• [WHAT YOU HAVE TO DO] Put every line of the material below into a numbered list, skipping any blank lines and leaving out the pictures.

• [LISTED RECORDS]
----

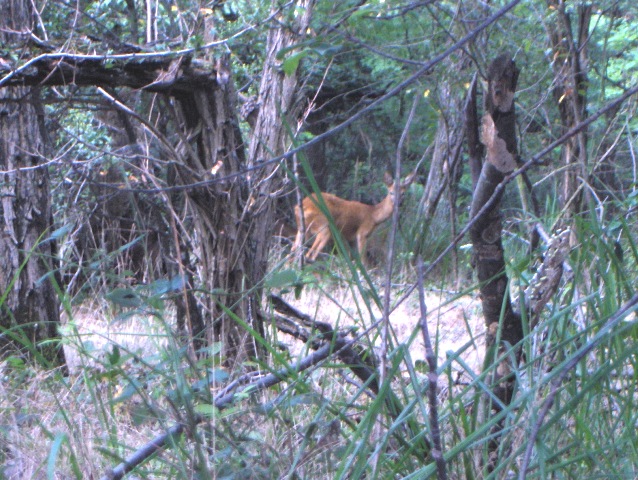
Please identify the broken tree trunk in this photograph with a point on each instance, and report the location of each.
(504, 326)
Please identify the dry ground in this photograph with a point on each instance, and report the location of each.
(30, 413)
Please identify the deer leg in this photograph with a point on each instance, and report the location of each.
(361, 247)
(322, 239)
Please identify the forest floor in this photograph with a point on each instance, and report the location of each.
(29, 405)
(454, 322)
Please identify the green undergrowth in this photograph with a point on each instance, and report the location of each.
(131, 377)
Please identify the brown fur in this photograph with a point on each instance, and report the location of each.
(354, 220)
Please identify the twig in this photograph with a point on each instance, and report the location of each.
(220, 401)
(433, 378)
(556, 384)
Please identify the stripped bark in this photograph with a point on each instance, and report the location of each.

----

• [TASK OUTPUT]
1. Please identify the broken tree trunk in this photograph with a point on each instance, and report the location of each.
2. (504, 326)
3. Please identify the dry ground in this photograph with a point on each instance, and report the location of each.
4. (30, 413)
5. Please identify the deer leg in this photograph with a point on each instance, and report the location of each.
6. (361, 247)
7. (322, 239)
8. Please identify the forest floor in this photograph with a point on each instance, and report the location of each.
9. (29, 405)
10. (454, 322)
11. Please identify the green undergrowth in this photograph with a point on each instance, and report the location of each.
12. (131, 377)
13. Please identify the brown fur in this photograph with a point on each instance, and report the location of each.
14. (354, 220)
15. Please identify the twig in this photograph with a point on each instance, and report the location of each.
16. (220, 401)
17. (433, 378)
18. (556, 384)
19. Please identify the stripped bark in this photograph with a point on each instance, and report the location of each.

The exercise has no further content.